Problem >>
Could you copy out, word for word, the article below about the LAPD records breach?
[Selected text]
A major data exposure involving the Los Angeles Police Department has surfaced after attackers gained access to a third-party discovery transfer tool used by the Los Angeles City Attorney’s Office, not LAPD’s own network. The leaked trove reportedly spans 7.7 terabytes and more than 337,000 files, including personnel records, Internal Affairs material, witness names, medical information, investigative files, and unredacted criminal complaints.
TL;DR
- The breach hit a third-party discovery tool used by the LA City Attorney’s Office, while LAPD says its own systems were not breached.
- The exposed cache was reported at 7.7TB and 337,000 files, including sensitive police, witness, and medical records.
- The city says it learned of the incident on March 20, and attribution to World Leaks remains publicly reported, not officially confirmed.
Hackers have reportedly exposed a vast cache of sensitive LAPD records after breaching a digital storage tool used by the Los Angeles City Attorney’s Office to transfer legal discovery. The incident was first detailed by the Los Angeles Times and then confirmed in part by LAPD and the city attorney’s office, both of which stressed that the breach did not involve LAPD’s own systems or networks.
[/Selected text]
[Data supplied]
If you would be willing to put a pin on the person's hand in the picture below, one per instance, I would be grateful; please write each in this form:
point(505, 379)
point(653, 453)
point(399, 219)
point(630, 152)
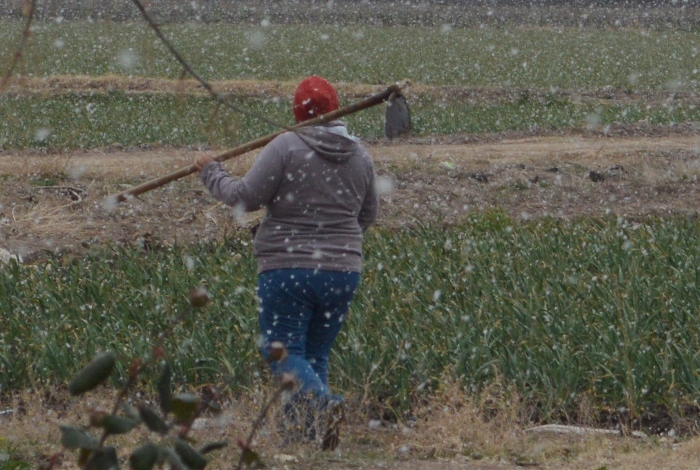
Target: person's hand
point(201, 161)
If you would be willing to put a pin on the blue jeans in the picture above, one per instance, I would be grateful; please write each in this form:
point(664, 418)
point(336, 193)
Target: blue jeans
point(305, 310)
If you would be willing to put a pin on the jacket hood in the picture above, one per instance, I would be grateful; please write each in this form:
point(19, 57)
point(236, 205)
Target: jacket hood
point(331, 141)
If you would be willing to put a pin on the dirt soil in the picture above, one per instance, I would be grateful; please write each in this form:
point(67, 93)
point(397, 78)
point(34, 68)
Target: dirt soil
point(60, 201)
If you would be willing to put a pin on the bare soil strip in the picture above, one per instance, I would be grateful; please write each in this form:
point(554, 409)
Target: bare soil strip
point(58, 201)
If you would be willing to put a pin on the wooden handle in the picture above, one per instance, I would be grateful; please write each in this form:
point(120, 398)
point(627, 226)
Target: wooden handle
point(257, 143)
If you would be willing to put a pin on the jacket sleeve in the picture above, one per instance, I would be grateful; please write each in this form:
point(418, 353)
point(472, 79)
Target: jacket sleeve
point(256, 189)
point(370, 204)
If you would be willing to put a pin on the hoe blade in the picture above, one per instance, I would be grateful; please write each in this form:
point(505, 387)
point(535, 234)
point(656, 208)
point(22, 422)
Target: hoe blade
point(397, 118)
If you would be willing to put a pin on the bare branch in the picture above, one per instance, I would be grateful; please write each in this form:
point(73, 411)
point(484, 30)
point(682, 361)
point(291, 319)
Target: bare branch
point(190, 70)
point(28, 9)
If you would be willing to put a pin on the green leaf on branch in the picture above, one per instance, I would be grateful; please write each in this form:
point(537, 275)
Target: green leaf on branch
point(174, 460)
point(93, 374)
point(77, 438)
point(184, 407)
point(153, 421)
point(145, 457)
point(163, 386)
point(118, 424)
point(104, 458)
point(190, 456)
point(211, 447)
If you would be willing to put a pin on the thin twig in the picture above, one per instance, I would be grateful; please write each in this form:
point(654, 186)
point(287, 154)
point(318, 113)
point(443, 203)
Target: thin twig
point(22, 45)
point(259, 422)
point(190, 70)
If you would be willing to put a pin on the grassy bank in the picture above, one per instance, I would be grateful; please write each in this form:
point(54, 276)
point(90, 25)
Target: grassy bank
point(601, 312)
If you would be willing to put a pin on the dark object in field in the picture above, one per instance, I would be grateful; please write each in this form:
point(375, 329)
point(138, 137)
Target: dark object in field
point(397, 118)
point(480, 177)
point(596, 177)
point(374, 100)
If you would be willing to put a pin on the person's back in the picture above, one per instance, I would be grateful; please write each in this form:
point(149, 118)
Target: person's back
point(317, 185)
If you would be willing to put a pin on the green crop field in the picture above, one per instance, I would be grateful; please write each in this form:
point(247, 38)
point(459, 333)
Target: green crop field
point(603, 310)
point(539, 76)
point(492, 57)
[/Data supplied]
Response area >>
A major data exposure involving the Los Angeles Police Department has surfaced after attackers gained access to a third-party discovery transfer tool used by the Los Angeles City Attorney’s Office, not LAPD’s own network. The leaked trove reportedly spans 7.7 terabytes and more than 337,000 files, including personnel records, Internal Affairs material, witness names, medical information, investigative files, and unredacted criminal complaints.
TL;DR
- The breach hit a third-party discovery tool used by the LA City Attorney’s Office, while LAPD says its own systems were not breached.
- The exposed cache was reported at 7.7TB and 337,000 files, including sensitive police, witness, and medical records.
- The city says it learned of the incident on March 20, and attribution to World Leaks remains publicly reported, not officially confirmed.
Hackers have reportedly exposed a vast cache of sensitive LAPD records after breaching a digital storage tool used by the Los Angeles City Attorney’s Office to transfer legal discovery. The incident was first detailed by the Los Angeles Times and then confirmed in part by LAPD and the city attorney’s office, both of which stressed that the breach did not involve LAPD’s own systems or networks.